▶ _Given text_
** BEGIN **
EML is one of the most widely recognized and utilized email file formats, primarily designed to adhere to the MIME (Multipurpose Internet Mail Extensions) standard. This format is widely supported across various email clients and systems owing to its open and generalized approach to email storage and transmission.

Key Features

  • Each EML file encapsulates a single email message along with its associated metadata such as sender, recipients, subject, and timestamps.
  • EML files support rich formatting, attachments, and embedded elements, adhering to the MIME standard which allows for a versatile representation of email content.
  • Unlike proprietary formats such as MSG (Microsoft Outlook Message), which are closely tied to specific software (Outlook and MAPI), EML files offer a more universal approach compatible with various email programs across different platforms. EML files are compatible with a multitude of email clients, including but not limited to Microsoft Outlook, Mozilla Thunderbird, Apple Mail, and many web-based email services.

Technical Basis for EML Format

The EML file format is inherently linked to the MIME standard, which is a specification for the format of Internet message bodies. MIME extends the basic email format to support text in character sets other than ASCII, as well as attachments of multimedia content.

MIME Structure:

  • An EML file begins with the header section, containing information such as the From, To, Subject, Date, and other headers. Additional headers might include Content-Type, Content-Transfer-Encoding, and more.
  • Following the headers, the body of an EML file is presented. This section can contain plain text, HTML, or multipart content allowing for the combination of different types of content within a single message.
  • An EML file may include attachments encoded in base64, allowing binary data to be transferred via email. These attachments are defined within their own MIME parts with appropriate headers indicating the file type and encoding.

MIME Types:

The content of an EML file is broken down into various MIME types to differentiate text, HTML, and other media types. Common MIME types found within an EML file include:

  • text/plain for plain text messages.
  • text/html for HTML formatted messages.
  • multipart/mixed for emails that include both message content and attachments.
  • application/octet-stream for binary file attachments.

TNEF

Transport Neutral Encapsulation Format (TNEF) is a proprietary email format used by Microsoft Outlook and Microsoft Exchange Server to encapsulate email properties and rich text content that may not be supported by standard email protocols. It is used primarily by Microsoft email clients to encode and transmit rich text formatting, embedded objects, and other proprietary email features, ensuring that complex email content such as formatting, embedded files, and calendar events are preserved when emails are sent between different Microsoft email clients.

Key Features

  • TNEF can encapsulate a wide array of MAPI properties, a Microsoft-specific rich text formatting and special properties that can’t be conveyed through standard MIME or plain text emails.
  • Outlook items, such as Calendar, Contacts, Tasks, Notes can be encapsulated within the TNEF format.
** END **
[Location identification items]
** BEGIN **
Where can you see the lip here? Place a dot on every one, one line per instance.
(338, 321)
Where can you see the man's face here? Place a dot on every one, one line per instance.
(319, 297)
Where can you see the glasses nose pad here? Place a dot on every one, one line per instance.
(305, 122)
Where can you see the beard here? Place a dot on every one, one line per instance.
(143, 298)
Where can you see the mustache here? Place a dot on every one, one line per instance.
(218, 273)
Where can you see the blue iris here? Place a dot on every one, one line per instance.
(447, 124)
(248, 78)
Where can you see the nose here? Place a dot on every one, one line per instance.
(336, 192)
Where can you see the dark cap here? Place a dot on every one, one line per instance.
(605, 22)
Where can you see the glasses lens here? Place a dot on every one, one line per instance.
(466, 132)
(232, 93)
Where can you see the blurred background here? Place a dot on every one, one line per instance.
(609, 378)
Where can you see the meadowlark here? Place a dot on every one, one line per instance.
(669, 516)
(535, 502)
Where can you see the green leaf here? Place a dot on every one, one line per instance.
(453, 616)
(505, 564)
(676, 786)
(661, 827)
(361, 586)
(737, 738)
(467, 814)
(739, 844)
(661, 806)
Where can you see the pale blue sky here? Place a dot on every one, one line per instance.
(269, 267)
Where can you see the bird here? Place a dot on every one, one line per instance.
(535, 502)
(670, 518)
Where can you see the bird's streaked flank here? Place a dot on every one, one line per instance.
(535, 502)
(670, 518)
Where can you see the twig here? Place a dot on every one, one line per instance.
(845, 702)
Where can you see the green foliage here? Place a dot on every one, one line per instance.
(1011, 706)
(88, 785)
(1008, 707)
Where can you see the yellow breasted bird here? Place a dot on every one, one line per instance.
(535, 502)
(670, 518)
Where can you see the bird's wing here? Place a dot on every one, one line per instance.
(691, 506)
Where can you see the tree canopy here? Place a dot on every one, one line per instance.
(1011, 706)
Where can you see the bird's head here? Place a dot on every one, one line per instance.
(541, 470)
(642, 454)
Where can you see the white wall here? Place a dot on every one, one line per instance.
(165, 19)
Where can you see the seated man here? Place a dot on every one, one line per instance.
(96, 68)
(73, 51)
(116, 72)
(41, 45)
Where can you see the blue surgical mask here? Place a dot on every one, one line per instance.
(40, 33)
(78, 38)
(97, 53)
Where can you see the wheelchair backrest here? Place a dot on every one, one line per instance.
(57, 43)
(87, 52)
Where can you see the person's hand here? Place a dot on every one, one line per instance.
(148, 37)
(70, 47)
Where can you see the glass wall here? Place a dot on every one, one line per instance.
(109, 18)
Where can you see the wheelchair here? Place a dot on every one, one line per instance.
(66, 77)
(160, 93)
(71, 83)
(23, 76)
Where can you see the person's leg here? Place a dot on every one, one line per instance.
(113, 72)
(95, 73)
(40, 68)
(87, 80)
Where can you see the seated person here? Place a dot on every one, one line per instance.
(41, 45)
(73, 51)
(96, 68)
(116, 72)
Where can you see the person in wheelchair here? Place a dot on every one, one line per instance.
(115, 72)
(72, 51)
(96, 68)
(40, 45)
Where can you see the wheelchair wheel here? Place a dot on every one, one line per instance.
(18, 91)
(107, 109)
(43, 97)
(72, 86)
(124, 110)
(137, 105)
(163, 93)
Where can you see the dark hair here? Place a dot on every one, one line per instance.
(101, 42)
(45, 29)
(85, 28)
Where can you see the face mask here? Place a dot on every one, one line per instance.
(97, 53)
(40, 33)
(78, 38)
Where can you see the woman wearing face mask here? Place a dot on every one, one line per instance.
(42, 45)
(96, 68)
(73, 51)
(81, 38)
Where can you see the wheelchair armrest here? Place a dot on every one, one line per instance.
** END **
▶ _Written tasks_
**a)** Summarize the text on email file formats in two sentences.
**b)** Begin at the line in the records that has "Where can you see the dark hair" and stop at the end of the records. Render those lines as a JSON list of strings, one string per line, omitting blank lines.
The text and the records come from separate, unrelated sources.

▶ _Answers for the exercise_
**a)** EML is a widely supported email file format based on the MIME standard, with each file holding one message and its metadata in a header section followed by a body that can carry plain text, HTML, multipart content and base64-encoded attachments. TNEF is a proprietary format used by Microsoft Outlook and Microsoft Exchange Server to encapsulate rich text, MAPI properties and Outlook items such as calendar events that standard email protocols may not support.

**b)**
[
  "Where can you see the dark hair here? Place a dot on every one, one line per instance.",
  "(101, 42)",
  "(45, 29)",
  "(85, 28)",
  "Where can you see the face mask here? Place a dot on every one, one line per instance.",
  "(97, 53)",
  "(40, 33)",
  "(78, 38)",
  "Where can you see the woman wearing face mask here? Place a dot on every one, one line per instance.",
  "(42, 45)",
  "(96, 68)",
  "(73, 51)",
  "(81, 38)",
  "Where can you see the wheelchair armrest here? Place a dot on every one, one line per instance."
]